# start of Text excerpt

Transform results in index with missing documents when using the API but works for console

Hi. We have developed a transform that works given the same input indices in the console. However, when using the golang TransformPutTransform API, many of the documents are missing in the resulting index.

Here is the code in the console that works:

PUT _transform/phils_test_01
{
  "source": {
    "index": ["axp_marketplace_search_products_1719409395_unique", "axp_marketplace_search_catalog_1_1720730404_unique"]
  },
  "dest": {
    "index": "phils_test_01"
  },
 "pivot": {
    "group_by": {
			"product_pk": {
				"terms": {
					"field": "product_pk"
				}
			}
		},
		"aggregations": {
			"doc_count": {
				"value_count": {
					"field": "product_pk"
				}
			},
			"products": {
				"scripted_metric": {
					"init_script":    "state.docs = []",
					"map_script":     "state.docs.add(new HashMap(params['_source']))",
					"combine_script": "return state.docs",
					"reduce_script": """
						  def hm = new HashMap();
							def si = states.iterator();
							while (si.hasNext()) {
							  def s = si.next();
							  def di = s.iterator();
							  while (di.hasNext()) {
							    def d = di.next();
									def tagsList = new ArrayList();
									def exceptTag = "Plus_except_1";
									def plusTag = "Plus";
									def mPlusTag;
									def mPlusExceptTag;
								  for (v in d.entrySet()) {
								    if ("catalog_date_created".equals(v.getKey()) || "last_image_upload_date_utc".equals(v.getKey())) {
									    def value = (String)v.getValue();
									    value = value.substring(0, (int)Math.min(value.length(), 19));
									    value = value.replace(' ', 'T');
									    if (!value.endsWith("Z") && value.length() == 19) {
									      value += "Z";
									    }
									    if (value.length() == 0) {
									      // Hack to get parsing to work.  Note, now does not work in painless.

# end of Text excerpt
# start of Listed records

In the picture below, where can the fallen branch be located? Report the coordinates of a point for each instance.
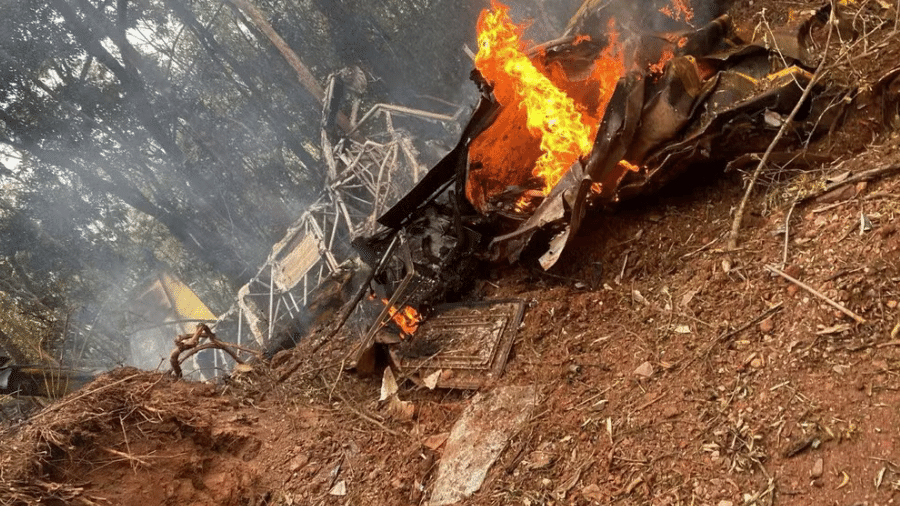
(866, 175)
(820, 295)
(739, 215)
(190, 343)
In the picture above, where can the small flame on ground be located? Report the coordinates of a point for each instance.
(407, 319)
(680, 10)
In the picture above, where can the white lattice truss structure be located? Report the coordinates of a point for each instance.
(366, 177)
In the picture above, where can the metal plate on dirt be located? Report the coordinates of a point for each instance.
(463, 345)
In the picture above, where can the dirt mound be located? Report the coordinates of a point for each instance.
(671, 371)
(97, 445)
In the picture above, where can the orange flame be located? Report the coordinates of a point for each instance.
(679, 10)
(551, 114)
(407, 319)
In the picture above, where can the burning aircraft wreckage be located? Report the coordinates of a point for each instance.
(605, 113)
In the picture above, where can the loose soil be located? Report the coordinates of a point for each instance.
(672, 372)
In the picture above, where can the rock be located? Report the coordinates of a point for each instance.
(539, 460)
(818, 469)
(644, 370)
(592, 493)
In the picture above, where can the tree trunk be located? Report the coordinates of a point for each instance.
(303, 74)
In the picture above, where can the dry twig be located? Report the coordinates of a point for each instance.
(820, 295)
(739, 215)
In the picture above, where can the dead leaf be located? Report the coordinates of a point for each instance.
(688, 297)
(837, 329)
(401, 410)
(640, 298)
(431, 380)
(644, 370)
(592, 492)
(436, 441)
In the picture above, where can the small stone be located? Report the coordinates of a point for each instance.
(818, 469)
(644, 370)
(592, 492)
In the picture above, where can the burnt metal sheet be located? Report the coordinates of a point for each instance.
(466, 344)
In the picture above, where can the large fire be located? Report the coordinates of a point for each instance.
(407, 319)
(559, 129)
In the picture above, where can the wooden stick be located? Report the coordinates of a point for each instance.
(820, 295)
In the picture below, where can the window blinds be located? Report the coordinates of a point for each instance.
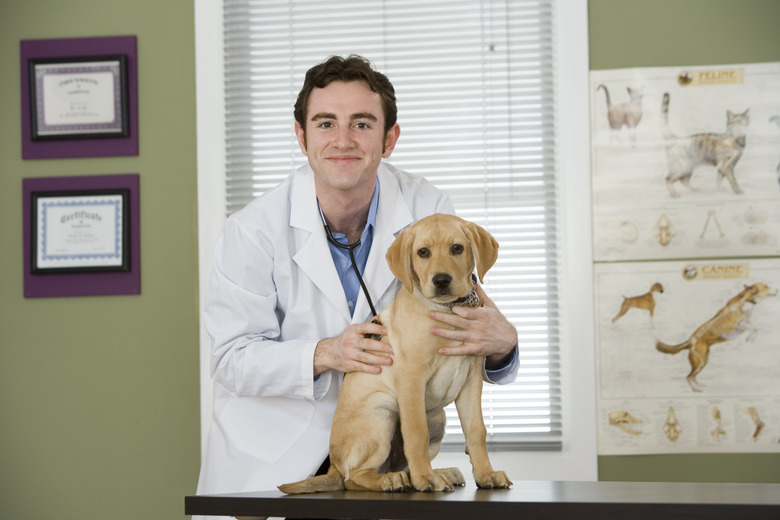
(475, 89)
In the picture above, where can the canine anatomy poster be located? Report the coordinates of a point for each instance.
(686, 162)
(688, 356)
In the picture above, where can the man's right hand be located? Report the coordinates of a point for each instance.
(351, 351)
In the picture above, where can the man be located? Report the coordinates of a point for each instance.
(284, 309)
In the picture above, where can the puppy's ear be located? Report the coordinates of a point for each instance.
(484, 247)
(399, 258)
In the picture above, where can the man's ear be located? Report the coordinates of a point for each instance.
(391, 138)
(300, 133)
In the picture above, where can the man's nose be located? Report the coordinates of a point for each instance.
(343, 138)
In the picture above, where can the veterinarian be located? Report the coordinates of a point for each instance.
(284, 309)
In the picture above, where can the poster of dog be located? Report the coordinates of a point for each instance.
(687, 356)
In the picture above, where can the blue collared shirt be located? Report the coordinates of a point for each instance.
(341, 258)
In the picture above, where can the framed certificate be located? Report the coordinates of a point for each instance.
(81, 235)
(80, 231)
(78, 97)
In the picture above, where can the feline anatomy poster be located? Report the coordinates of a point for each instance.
(686, 162)
(686, 234)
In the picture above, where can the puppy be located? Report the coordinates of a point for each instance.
(729, 322)
(644, 301)
(388, 427)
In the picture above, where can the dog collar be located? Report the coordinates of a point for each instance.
(472, 300)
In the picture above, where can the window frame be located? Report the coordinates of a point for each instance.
(577, 459)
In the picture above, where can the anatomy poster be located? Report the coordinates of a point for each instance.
(688, 356)
(686, 162)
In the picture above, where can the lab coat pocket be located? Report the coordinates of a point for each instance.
(266, 428)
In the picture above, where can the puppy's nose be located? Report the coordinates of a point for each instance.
(442, 280)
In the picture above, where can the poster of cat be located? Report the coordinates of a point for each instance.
(686, 356)
(686, 162)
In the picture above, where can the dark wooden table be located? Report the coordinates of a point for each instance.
(525, 500)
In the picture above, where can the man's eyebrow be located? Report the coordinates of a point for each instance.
(323, 115)
(364, 115)
(359, 115)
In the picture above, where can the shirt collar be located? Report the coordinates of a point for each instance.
(370, 220)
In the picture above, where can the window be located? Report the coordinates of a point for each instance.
(478, 106)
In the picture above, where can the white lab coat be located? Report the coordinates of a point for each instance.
(274, 293)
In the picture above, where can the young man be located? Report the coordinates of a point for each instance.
(284, 308)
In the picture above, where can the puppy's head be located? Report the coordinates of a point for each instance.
(438, 255)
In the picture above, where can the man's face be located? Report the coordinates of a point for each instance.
(344, 138)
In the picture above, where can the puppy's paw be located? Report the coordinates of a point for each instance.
(493, 480)
(395, 482)
(452, 475)
(433, 481)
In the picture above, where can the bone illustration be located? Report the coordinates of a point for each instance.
(672, 428)
(622, 420)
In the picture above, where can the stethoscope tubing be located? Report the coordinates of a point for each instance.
(351, 248)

# end of Listed records

--- Work to complete ---
1 – Rewrite the forum post about the transform from "Hi. We have" to "the resulting index.", switching "golang" to "Python".
2 – Pick up the forum post about the transform at the point where it stops, and continue it.
The material has no connection to the forum post about the transform.

--- Answers by task ---
1 –
Hi. We have developed a transform that works given the same input indices in the console. However, when using the Python TransformPutTransform API, many of the documents are missing in the resulting index.

2 –
									      value = "2019-07-17T12:13:14Z";
									    }
									    hm.put(v.getKey(), value);
								    } else {
									    hm.put(v.getKey(), v.getValue());
								    }
								    if ("tags".equals(v.getKey())) {
										  tagsList = v.getValue();
										  mPlusTag = null;
										  for (tag in tagsList) {
											  def tagLoc = tag.get("name_loc");
											  if (tagLoc == null) {
												    continue;
											  }
											  def enUs = tagLoc.get("en-US");
											  if (enUs.equalsIgnoreCase(plusTag)) {
											    mPlusTag = true;
											  }
										  }
									    if (mPlusTag != null) {
									      mPlusExceptTag = null;
												for (tag in tagsList) {
												  def tagLoc = tag.get("name_loc");
												  if (tagLoc == null) {
												  	continue;
													}
													def enUs = tagLoc.get("en-US");
													if (enUs.equalsIgnoreCase(exceptTag)) {
														mPlusExceptTag = true;
													}
												}
										  }
										hm.put("is_marketplace_plus", (mPlusTag != null && mPlusExceptTag == null));
										}
									}
									di.remove();
							  }
							  si.remove();
							}
							return hm;
              """
				}
			},
			"doc_count_filter": {
				"bucket_selector": {
					"buckets_path": {
						"count": "doc_count"
					},
					"script": "params.count == 2"
				}
			}
		}
	},
	"frequency": "10m",
	"sync": {
		"time": {
			"field": "@timestamp",
			"delay": "60s"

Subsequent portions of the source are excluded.